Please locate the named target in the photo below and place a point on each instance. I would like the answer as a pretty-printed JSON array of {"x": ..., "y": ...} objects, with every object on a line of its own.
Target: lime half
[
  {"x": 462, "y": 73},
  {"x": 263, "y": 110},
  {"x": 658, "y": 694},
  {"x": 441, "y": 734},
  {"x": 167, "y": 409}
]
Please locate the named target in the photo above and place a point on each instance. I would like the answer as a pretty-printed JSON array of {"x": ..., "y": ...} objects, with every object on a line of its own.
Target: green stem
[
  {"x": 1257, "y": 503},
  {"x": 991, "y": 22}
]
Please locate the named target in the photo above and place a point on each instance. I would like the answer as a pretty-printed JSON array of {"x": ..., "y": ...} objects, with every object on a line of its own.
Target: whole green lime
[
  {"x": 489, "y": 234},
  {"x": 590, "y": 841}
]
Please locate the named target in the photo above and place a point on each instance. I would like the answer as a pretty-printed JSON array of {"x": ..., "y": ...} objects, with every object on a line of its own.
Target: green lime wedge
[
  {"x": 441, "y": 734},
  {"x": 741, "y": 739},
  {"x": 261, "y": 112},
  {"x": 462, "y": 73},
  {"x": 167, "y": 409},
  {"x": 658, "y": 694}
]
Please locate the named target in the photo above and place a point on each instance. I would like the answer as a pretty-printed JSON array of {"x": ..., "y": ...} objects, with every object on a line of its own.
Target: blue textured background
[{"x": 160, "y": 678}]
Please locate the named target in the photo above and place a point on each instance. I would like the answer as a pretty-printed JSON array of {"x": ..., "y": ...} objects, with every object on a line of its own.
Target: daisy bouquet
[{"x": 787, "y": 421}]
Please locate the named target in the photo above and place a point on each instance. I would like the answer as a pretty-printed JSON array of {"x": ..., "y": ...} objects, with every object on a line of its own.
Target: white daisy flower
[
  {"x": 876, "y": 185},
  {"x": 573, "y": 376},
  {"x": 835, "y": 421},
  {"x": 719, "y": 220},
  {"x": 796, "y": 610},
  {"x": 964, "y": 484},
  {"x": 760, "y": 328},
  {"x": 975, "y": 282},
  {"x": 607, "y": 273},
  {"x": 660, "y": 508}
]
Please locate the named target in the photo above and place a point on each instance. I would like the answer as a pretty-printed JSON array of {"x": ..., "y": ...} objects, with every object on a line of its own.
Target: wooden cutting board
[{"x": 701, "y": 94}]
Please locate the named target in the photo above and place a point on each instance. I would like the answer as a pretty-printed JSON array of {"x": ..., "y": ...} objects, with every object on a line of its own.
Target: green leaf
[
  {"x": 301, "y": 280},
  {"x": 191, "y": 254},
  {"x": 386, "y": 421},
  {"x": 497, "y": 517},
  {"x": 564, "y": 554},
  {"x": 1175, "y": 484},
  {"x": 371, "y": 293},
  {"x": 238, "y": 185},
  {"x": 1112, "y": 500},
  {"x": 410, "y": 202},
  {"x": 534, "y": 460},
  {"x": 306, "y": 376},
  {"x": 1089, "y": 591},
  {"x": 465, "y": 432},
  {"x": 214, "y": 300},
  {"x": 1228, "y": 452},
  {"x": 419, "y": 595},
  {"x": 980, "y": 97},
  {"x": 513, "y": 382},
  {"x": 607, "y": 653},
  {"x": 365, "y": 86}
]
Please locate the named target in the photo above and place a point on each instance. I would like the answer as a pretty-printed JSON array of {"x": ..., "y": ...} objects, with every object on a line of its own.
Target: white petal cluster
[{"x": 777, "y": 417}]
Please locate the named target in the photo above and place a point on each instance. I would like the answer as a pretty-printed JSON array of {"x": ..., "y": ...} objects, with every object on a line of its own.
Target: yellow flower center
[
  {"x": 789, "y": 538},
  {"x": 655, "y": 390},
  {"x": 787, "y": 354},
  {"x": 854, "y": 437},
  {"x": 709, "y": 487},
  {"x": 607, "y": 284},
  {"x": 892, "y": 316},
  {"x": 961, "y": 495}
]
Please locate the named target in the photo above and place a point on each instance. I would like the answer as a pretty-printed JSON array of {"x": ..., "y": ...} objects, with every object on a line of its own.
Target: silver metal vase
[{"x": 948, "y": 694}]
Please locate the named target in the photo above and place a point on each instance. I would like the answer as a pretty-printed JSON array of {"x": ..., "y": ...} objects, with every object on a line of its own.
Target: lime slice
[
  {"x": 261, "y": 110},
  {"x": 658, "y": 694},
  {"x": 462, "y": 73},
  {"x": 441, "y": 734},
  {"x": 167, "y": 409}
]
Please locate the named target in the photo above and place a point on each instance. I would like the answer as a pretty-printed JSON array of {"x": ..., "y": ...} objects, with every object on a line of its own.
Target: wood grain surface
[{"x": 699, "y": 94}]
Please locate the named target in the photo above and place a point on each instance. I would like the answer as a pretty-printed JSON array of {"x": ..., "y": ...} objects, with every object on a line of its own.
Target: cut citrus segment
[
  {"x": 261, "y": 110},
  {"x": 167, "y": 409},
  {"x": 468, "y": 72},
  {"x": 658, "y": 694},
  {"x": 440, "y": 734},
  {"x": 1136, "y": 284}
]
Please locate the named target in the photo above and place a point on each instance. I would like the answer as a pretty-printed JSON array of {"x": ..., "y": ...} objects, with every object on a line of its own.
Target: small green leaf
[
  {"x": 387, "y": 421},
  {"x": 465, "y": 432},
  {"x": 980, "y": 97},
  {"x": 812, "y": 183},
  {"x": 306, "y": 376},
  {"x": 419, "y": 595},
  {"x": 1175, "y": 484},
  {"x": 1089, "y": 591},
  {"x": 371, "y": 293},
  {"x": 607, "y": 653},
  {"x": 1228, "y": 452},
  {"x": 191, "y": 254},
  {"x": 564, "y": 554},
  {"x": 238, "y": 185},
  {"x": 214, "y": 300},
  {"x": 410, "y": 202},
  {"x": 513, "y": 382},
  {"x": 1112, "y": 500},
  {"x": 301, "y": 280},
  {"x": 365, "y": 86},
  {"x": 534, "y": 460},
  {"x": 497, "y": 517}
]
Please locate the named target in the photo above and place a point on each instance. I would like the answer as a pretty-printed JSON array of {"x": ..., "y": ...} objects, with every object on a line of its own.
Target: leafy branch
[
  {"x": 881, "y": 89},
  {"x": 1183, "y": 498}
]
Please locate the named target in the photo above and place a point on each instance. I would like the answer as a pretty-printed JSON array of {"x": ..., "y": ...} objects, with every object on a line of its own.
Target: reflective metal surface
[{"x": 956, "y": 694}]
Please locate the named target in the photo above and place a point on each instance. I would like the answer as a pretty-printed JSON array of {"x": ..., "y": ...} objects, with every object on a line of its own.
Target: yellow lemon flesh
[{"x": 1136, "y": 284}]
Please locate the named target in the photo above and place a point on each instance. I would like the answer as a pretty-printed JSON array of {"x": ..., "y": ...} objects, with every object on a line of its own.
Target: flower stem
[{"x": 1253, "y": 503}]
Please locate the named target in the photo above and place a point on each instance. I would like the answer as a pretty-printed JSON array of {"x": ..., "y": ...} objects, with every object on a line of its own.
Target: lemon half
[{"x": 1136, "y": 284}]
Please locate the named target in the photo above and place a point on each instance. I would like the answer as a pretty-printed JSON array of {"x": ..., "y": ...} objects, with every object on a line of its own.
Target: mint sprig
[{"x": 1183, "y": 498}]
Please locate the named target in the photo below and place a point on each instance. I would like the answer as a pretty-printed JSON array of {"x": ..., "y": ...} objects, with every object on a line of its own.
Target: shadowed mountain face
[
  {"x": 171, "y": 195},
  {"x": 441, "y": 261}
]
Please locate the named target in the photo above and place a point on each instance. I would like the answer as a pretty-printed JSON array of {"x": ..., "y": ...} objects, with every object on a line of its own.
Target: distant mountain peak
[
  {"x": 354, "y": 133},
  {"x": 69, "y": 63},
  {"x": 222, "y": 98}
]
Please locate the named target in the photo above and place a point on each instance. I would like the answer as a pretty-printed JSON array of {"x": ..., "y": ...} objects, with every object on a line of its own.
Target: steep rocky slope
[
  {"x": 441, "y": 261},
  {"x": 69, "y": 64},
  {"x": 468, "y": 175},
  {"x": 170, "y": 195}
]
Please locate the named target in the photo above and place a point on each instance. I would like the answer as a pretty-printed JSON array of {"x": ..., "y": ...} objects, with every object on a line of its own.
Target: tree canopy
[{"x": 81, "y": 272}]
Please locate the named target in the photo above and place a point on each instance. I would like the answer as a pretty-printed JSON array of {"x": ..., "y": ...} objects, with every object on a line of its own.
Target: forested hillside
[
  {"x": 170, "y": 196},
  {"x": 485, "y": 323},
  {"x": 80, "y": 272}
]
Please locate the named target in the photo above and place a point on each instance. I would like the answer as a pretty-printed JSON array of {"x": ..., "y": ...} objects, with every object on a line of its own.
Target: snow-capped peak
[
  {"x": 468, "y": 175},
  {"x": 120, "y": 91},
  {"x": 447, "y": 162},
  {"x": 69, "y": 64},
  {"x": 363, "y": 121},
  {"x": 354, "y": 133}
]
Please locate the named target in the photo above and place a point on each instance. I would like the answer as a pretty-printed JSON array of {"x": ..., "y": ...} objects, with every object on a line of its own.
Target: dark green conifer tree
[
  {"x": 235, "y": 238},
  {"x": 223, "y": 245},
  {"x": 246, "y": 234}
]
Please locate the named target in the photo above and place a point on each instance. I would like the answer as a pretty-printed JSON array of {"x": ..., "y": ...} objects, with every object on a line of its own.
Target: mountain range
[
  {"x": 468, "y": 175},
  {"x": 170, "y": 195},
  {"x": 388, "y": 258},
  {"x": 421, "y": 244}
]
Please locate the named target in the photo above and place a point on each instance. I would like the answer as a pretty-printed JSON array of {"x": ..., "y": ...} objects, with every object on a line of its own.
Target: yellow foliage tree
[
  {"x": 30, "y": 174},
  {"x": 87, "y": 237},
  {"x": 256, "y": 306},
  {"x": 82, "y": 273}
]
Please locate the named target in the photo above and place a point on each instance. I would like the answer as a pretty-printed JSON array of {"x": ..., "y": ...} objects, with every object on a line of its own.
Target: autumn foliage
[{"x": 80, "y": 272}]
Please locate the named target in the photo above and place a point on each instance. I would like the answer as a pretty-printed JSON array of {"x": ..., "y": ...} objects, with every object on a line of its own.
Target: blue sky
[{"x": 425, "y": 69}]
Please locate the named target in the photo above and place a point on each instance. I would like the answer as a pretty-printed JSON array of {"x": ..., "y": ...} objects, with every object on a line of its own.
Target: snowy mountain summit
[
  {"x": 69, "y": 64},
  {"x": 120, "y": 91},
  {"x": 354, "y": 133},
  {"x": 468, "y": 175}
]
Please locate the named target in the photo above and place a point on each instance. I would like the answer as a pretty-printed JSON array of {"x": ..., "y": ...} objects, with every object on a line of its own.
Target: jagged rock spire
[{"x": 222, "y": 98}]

*EXERCISE DIRECTIONS*:
From the records above, extract each line that contains the string "lime".

*COMPLETED TASK*:
Target: lime half
Target: whole green lime
Target: green lime wedge
Target: lime slice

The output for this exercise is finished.